What the exercise asks:
In the records below, find the line holding "Each instance of the trash" and the line holding "Each instance of the light". Set down both, with every line between them, exactly.

━━ Data records

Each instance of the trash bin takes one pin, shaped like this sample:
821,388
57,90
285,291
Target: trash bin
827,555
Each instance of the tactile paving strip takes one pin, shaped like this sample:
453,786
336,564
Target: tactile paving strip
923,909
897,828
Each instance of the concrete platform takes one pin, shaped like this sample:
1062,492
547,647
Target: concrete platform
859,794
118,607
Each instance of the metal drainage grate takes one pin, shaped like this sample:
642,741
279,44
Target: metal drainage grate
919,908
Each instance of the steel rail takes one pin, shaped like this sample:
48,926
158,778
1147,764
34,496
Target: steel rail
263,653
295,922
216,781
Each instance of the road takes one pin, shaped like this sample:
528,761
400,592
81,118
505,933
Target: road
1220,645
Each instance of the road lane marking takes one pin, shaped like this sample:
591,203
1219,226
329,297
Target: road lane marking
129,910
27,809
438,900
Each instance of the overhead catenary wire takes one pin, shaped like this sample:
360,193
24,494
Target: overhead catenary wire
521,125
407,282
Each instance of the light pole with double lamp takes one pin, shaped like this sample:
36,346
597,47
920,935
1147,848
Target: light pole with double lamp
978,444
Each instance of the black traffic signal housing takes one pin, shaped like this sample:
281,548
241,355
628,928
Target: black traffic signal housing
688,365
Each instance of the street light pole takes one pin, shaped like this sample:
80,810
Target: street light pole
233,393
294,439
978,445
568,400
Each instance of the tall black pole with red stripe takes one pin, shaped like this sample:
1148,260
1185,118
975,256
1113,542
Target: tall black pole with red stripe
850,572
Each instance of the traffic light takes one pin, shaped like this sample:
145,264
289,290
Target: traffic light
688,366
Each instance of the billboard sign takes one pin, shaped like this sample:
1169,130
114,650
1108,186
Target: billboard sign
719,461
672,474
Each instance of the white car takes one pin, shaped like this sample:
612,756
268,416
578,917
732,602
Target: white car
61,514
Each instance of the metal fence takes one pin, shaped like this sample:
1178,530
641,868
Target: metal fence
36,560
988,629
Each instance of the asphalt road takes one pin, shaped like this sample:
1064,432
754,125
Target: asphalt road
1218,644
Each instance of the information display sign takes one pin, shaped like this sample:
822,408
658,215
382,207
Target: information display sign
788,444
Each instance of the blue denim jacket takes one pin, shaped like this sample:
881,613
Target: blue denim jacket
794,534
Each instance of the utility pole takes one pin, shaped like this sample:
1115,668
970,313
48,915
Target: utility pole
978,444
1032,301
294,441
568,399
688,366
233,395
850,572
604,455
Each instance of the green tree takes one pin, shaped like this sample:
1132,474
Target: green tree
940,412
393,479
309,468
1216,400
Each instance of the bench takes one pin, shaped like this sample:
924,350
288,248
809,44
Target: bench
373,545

━━━━
━━ Data records

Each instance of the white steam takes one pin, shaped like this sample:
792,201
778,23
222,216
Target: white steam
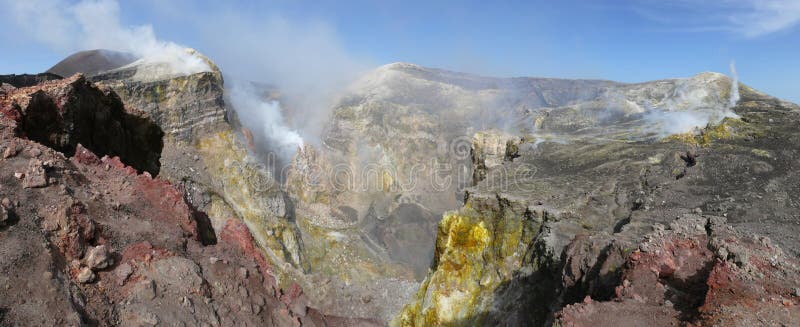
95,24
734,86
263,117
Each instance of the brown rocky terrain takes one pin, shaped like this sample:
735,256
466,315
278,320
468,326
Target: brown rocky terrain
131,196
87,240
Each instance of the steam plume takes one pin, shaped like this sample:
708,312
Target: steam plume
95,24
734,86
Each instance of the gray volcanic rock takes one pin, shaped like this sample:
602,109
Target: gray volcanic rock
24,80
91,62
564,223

━━━━

Your solution:
Each instance of the trash bin takes one pin, shaped like this sample:
821,388
57,90
285,291
Target: trash bin
827,555
Each instance of the tactile paving strip takes one pin, shaped like this sample:
453,786
336,564
Target: tactile paving strip
923,909
897,828
Each instance of the concrete platform takes one pin, shaped like this sample:
1062,492
547,647
Target: concrete platform
859,794
118,607
Each instance of the metal drainage grate takes one pin, shaped like this sample:
642,741
279,44
Target: metal drainage grate
919,908
Each instance of the steel rail takes one pin, shaped like this sample:
48,926
158,778
1147,764
34,496
Target: steel rail
263,653
295,922
216,781
Each instance of the road takes one pin, shaped like this sample:
528,761
400,592
81,118
505,933
Target: road
1220,645
Each instance of the road lane marking takes one pin, shaped like this sample:
591,203
1219,226
329,297
Target: road lane marking
129,910
27,809
438,900
Each instance of the overhead catenary wire takes one pin, shaped like this sample:
360,193
24,494
Target: overhead catenary wire
521,125
407,282
Each instance of the light pole with double lamp takes one pin, shaped like this sample:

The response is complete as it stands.